Passage cité:
★ ★ ★ ★ ★ ★ ★
Quelle est l’implication du caractère et de la caractérisation dans les jeux ? En premier, que les histoires linéaires ont la meilleure opportunité de montrer le caractère à travers les cinématique, et non le gameplay. Demander au joueur de faire un choix moral pour le personnage principal est difficile, parce que les choix n’impliquent souvent pas de conséquences réelles. Parce que c’est du jeu (« seulement un jeu », « Cercle Magique »), le joueur est à l’abri, et ainsi n’a rien à perdre du monde réel. Ainsi le joueur ne fait pas de choix qui reflète son propre caractère, parce que le caractère n’est pas testé par une opposition extrême. Prendre une balle pour un ami dans le monde réel n’est pas vraiment la même chose que décider dans un menu de gagner ou non des points du Côté Lumineux. Cela n’est certainement pas impossible d’inclure des dilemmes moraux dans un jeu, mais c’est beaucoup plus difficile de faire sentir au joueur les conséquences morales de ces choix, parce que le joueur fait ces décisions et non le protagoniste. Il est ainsi plus facile de montrer des forts caractères quand le joueur ne contrôle pas l’histoire.

Mais bien entendu, cela rend aussi l’histoire moins interactive et ainsi moins ludique. Et c’est l’une des raisons pour lesquelles la narration dans les jeux est difficile.
★ ★ ★ ★ ★ ★ ★
(Éléments du jeu de données stockés)
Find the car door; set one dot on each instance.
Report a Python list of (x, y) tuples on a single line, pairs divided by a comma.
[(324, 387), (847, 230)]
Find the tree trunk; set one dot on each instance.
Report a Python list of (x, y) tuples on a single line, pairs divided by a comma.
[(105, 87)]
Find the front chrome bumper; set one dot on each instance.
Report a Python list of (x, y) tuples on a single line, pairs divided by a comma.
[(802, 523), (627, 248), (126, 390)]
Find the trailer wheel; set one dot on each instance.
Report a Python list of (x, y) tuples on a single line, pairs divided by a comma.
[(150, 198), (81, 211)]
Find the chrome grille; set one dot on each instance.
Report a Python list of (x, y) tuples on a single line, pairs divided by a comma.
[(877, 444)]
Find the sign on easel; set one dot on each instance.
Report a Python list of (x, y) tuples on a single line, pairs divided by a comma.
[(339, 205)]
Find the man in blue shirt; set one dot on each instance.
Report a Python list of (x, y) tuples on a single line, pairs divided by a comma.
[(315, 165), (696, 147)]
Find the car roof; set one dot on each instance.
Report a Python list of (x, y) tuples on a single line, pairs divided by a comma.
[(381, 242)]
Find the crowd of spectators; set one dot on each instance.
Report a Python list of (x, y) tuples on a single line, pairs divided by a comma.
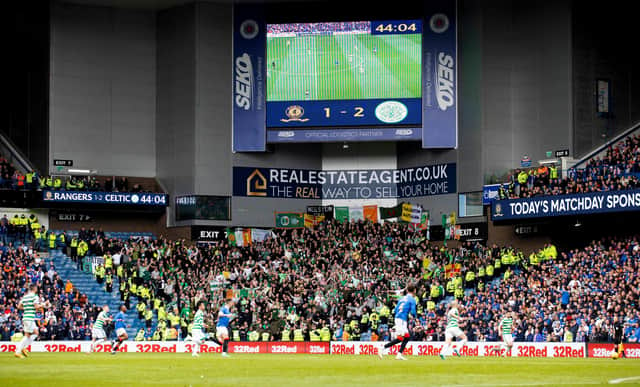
[(346, 277), (343, 279), (70, 315), (617, 170), (312, 28)]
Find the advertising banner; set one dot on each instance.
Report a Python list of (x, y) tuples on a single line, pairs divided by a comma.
[(439, 76), (91, 197), (316, 348), (605, 350), (559, 350), (248, 75), (588, 203), (549, 350), (289, 183)]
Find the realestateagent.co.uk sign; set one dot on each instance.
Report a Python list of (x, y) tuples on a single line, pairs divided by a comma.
[(288, 183)]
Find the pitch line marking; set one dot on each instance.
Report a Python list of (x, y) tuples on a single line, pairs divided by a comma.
[(622, 380)]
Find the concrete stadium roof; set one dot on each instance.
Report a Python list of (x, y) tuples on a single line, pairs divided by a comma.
[(163, 4)]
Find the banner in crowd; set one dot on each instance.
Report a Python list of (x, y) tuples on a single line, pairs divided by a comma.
[(310, 221), (371, 213), (326, 211), (248, 78), (91, 197), (391, 212), (356, 214), (289, 220), (246, 236), (288, 183), (490, 192), (561, 205), (411, 213), (342, 214), (605, 350), (452, 270)]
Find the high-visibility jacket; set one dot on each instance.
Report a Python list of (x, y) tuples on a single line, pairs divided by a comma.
[(254, 336), (522, 177), (52, 240), (470, 276), (325, 334), (489, 270)]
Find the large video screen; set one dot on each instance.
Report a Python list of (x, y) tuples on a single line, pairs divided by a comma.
[(344, 74)]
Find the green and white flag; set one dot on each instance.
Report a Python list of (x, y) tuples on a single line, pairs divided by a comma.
[(341, 214)]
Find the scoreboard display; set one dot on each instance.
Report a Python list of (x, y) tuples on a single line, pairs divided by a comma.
[(344, 74), (353, 80)]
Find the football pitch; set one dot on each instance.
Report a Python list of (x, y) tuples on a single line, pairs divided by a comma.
[(138, 369), (344, 67)]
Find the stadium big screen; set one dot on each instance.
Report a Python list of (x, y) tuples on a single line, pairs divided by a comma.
[(352, 80)]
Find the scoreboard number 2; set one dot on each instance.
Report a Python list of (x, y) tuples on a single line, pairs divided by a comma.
[(358, 112)]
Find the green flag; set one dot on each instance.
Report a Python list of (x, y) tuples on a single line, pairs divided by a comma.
[(289, 220), (341, 214)]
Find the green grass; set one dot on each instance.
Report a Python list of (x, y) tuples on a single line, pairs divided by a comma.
[(135, 369), (309, 64)]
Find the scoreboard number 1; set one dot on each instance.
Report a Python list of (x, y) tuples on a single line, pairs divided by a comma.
[(358, 112)]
★ ★ ★ ★ ★ ★ ★
Consignes:
1 - Recopiez le passage sur la narration dans les jeux, de « Mais bien entendu, cela » jusqu'à « jeux est difficile. ».
2 - D'après le passage sur la narration dans les jeux, dans quel cas est-il plus facile de montrer des caractères forts ?

Réponses:
1 -
Mais bien entendu, cela rend aussi l’histoire moins interactive et ainsi moins ludique. Et c’est l’une des raisons pour lesquelles la narration dans les jeux est difficile.

2 - Quand le joueur ne contrôle pas l'histoire.